● ABOUT THIS TASK:
Search the records below for the string "query" and copy each line where it turns up.

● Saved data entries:
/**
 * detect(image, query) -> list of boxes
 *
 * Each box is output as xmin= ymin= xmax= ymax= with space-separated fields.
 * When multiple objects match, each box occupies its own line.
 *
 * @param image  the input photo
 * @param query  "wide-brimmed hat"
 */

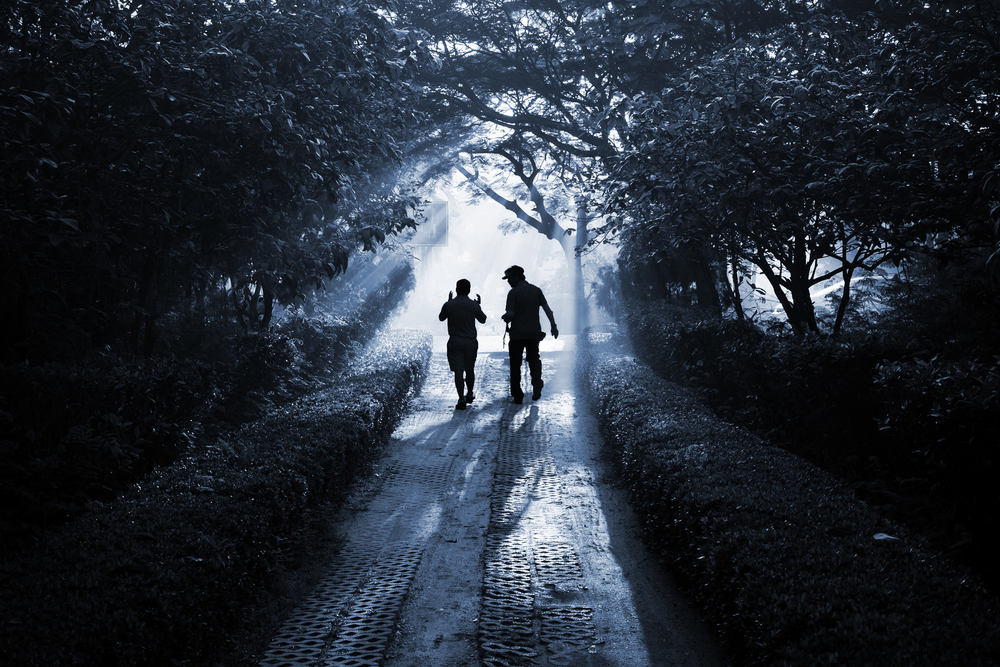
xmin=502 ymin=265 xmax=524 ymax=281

---

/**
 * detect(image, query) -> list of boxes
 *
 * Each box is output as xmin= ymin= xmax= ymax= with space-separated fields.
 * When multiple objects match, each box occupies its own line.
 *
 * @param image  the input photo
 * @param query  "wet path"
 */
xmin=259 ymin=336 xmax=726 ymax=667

● EXERCISE RESPONSE:
 * detect(image, query) -> list of boxes
 * @param query  "wide-brimmed hat"
 * detect(image, query) -> list of boxes
 * @param query  "wet path"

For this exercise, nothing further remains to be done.